## WHAT IS EXPECTED
Pull out every line of the records below and reproduce each one word for word, leaving the pictures out of your answer.

Records from a data collection:
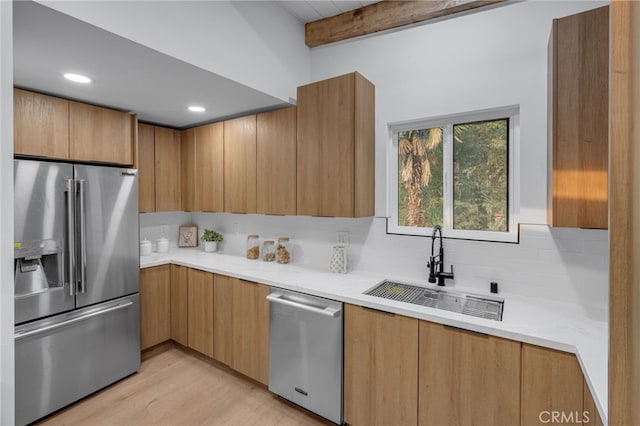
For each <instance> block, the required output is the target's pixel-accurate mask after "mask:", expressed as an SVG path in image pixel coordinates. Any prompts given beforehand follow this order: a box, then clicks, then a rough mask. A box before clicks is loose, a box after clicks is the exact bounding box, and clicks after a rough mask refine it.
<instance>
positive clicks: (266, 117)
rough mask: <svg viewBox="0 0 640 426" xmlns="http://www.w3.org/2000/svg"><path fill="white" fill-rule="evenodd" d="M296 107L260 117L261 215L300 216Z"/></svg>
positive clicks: (257, 187) (259, 140)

## WRITTEN SOLUTION
For each <instance> block, the required output is the target's pixel-accurate mask after "mask:", expressed as an SVG path in image pixel coordinates. Any prompts given beforehand follow this order: a box, then clicks, then a rough mask. A box before clicks is loose, a box after clicks is the exact bounding box, and clicks after a rough mask refine it.
<instance>
positive clicks: (266, 117)
rough mask: <svg viewBox="0 0 640 426" xmlns="http://www.w3.org/2000/svg"><path fill="white" fill-rule="evenodd" d="M296 107L260 117L261 215L300 216Z"/></svg>
positive clicks: (257, 187) (259, 140)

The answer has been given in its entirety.